* [PROVIDED PASSAGE]:
• • • • • • •
Ballyfin - A history & restoration of the ‘best hotel in the world’
The heart of Ireland is often overlooked for its coastal counterparts with visitors flocking to the delights of West Cork and the rugged Connemara coast. However, within their green valleys and rolling hills, Ireland’s inland counties boast some unforgettable sights such as Newgrange, one of the most remarkable prehistoric sites in Europe. A Stone Age underground passage tomb, dating from around 3200 BC, older than Egypt's pyramids by some six centuries. Further south lies Birr Castle with the largest private garden in the country and a unique collection of trees from all the world. But the jewel in the crown is the breathtaking Ballyfin, called by Conde Nast Traveller ‘the best hotel in the world’ and the subject of a sumptuous book, Ballyfin – The Restoration of an Irish House & Demesne.
The Regency house is grand, handsome and sparely elegant on approach, its pillared entrance looking out onto the changing colours of the Slieve Bloom mountain range. Following an astonishing nine-year restoration and opening in 2011, Ballyfin has welcomed a stream of distinguished guests (usually by helicopter) - even Kim Kardashian and Kanye West honeymooned here. In a land famed for beautiful houses, Ballyfin has been transformed into the most wonderful of them all. The setting itself has always held a fascination for visitors. Emily Fitzgerald, the Countess of Kildare – a remarkable figure and mother of 22 children – wrote in 1759: “. . . Yesterday, I saw a most delightful place indeed, much beyond any place I have seen in Ireland – Ballyfin . . .”
• • • • • • •
[Excerpts from a point labeling dataset]

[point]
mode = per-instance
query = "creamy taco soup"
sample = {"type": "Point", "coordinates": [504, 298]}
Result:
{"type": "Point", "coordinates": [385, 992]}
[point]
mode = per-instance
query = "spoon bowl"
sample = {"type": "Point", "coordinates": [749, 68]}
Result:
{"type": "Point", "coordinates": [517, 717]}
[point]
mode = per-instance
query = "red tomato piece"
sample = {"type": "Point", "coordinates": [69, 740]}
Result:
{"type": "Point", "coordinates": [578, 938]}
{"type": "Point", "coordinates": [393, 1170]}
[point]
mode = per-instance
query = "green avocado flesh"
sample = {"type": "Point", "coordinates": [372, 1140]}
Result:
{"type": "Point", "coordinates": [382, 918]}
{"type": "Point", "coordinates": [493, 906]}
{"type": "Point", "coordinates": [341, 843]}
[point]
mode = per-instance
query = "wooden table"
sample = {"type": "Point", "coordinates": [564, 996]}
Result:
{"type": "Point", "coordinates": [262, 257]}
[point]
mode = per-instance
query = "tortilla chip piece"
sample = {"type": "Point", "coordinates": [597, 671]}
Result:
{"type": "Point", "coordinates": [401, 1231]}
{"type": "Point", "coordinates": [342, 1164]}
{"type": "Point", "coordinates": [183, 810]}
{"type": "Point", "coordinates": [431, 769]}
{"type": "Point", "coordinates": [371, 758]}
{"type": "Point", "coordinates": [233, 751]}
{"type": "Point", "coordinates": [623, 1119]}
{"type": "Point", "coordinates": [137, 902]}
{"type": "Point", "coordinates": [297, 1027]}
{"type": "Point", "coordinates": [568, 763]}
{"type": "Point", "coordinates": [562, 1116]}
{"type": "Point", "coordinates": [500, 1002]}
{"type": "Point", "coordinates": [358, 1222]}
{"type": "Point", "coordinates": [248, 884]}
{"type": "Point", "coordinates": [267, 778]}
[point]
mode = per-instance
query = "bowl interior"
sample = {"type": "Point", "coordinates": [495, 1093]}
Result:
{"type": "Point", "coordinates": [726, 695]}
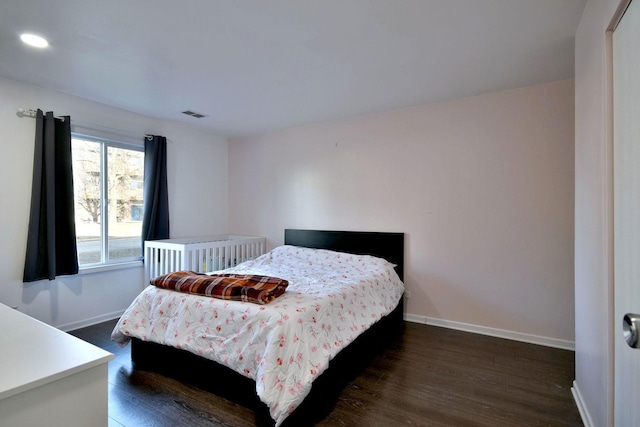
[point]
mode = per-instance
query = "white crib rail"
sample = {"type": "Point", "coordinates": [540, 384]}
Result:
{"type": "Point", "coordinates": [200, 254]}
• • • • • • •
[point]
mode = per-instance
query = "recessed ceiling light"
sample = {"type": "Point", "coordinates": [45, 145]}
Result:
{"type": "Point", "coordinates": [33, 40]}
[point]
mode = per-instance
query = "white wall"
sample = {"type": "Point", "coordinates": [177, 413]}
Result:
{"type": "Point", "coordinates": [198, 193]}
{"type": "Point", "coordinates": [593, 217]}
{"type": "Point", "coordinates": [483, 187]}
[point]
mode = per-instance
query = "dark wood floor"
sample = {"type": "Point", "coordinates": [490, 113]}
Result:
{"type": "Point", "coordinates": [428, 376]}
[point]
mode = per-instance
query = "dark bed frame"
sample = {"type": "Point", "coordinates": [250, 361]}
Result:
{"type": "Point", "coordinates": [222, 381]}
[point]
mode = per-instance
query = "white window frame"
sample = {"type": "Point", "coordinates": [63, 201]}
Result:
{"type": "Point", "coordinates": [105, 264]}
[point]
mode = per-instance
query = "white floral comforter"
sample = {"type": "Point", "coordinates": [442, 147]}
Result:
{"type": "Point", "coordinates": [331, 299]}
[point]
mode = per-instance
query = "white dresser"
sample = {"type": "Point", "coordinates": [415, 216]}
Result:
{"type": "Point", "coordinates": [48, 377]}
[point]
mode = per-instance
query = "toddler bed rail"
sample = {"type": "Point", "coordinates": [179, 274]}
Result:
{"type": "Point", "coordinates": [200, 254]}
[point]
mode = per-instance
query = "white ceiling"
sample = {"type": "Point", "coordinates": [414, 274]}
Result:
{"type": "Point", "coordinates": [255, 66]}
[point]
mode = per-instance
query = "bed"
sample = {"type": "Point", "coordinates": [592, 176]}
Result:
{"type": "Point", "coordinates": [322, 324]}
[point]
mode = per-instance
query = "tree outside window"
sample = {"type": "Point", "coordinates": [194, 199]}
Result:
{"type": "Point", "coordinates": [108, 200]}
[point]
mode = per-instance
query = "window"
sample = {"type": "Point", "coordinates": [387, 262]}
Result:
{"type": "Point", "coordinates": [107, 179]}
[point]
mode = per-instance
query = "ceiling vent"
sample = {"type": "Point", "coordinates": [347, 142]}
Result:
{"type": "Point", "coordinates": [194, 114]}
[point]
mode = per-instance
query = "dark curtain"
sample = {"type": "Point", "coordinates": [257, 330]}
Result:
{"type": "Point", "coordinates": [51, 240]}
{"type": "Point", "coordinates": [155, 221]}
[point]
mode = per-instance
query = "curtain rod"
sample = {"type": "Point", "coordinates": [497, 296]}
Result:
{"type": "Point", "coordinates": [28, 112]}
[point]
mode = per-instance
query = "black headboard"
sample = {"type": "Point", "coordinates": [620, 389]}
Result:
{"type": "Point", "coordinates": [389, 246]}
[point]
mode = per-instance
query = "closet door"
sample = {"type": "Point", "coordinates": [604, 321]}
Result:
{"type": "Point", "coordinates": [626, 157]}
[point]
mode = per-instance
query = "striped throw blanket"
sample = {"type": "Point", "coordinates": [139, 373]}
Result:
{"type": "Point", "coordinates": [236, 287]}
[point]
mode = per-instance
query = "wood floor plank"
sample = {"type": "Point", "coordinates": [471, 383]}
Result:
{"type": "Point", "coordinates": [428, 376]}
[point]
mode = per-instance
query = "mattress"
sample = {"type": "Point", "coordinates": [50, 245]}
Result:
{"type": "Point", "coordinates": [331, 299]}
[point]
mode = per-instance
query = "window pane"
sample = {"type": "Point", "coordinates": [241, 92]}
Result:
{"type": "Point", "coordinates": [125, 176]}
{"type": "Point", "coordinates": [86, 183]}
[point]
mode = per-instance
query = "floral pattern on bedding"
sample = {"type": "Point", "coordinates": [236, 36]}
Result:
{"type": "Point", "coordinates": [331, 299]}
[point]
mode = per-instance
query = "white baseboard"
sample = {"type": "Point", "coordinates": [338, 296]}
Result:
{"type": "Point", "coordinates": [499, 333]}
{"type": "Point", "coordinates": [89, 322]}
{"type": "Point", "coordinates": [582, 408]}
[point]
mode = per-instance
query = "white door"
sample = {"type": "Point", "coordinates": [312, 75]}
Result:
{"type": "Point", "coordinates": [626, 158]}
• • • • • • •
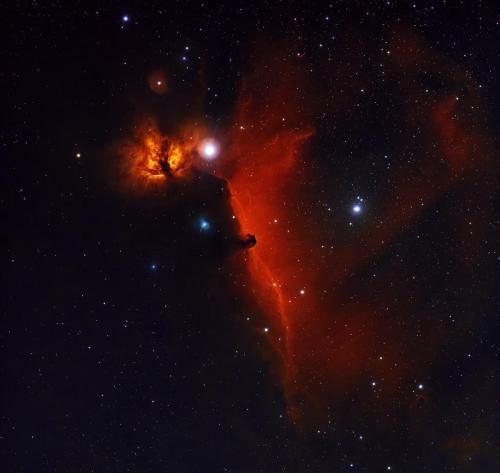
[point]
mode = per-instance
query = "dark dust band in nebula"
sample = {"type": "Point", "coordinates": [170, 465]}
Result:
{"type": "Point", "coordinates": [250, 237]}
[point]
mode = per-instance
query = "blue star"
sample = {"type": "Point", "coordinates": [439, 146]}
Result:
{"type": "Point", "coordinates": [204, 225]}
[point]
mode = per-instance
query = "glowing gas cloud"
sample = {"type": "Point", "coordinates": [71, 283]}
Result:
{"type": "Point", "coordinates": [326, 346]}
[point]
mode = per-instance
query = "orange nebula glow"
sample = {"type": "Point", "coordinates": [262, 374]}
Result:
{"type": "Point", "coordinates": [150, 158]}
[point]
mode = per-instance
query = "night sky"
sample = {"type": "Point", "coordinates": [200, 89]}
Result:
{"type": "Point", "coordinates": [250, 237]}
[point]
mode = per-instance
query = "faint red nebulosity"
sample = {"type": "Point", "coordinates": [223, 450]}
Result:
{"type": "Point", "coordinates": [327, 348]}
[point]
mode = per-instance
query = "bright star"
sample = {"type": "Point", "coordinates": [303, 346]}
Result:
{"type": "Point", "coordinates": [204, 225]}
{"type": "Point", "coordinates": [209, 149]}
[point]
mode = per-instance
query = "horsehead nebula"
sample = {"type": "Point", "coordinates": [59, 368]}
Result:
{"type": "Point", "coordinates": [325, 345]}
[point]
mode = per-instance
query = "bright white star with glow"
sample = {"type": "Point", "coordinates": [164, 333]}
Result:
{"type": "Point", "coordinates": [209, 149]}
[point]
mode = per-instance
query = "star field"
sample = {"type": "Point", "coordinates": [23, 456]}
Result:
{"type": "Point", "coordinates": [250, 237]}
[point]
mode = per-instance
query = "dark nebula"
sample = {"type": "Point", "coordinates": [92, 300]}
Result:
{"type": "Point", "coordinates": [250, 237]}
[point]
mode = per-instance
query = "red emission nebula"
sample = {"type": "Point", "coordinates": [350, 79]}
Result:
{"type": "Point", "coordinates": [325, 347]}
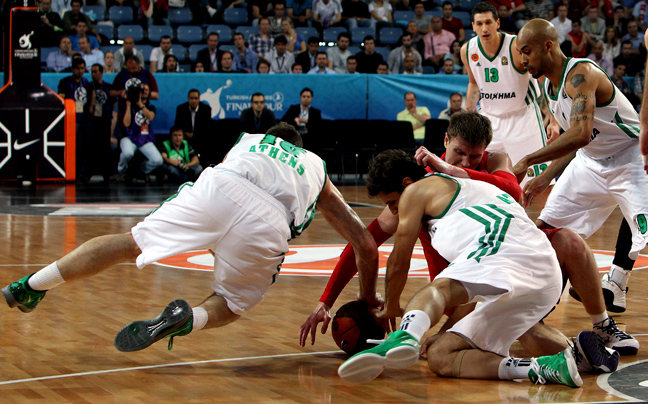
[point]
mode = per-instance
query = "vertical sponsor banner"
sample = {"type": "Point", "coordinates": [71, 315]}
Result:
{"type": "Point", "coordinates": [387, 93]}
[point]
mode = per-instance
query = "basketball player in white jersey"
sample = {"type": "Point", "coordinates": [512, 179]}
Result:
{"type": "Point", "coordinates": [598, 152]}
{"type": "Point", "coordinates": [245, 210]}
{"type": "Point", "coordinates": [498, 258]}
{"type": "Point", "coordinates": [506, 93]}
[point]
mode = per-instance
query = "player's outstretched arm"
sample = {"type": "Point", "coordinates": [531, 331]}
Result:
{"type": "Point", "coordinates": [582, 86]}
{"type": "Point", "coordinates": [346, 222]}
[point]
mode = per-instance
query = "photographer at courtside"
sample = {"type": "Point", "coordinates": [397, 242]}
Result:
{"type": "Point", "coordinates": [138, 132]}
• • • • • • •
* [INSTRUCTIONS TO FOLLOW]: List every person mentioned by name in the Ballyfin text. The material above is separate from the Ballyfin text and is not connected to it.

* [OUTPUT FOR THIS TASK]:
- Kim Kardashian
- Kanye West
- Emily Fitzgerald, the Countess of Kildare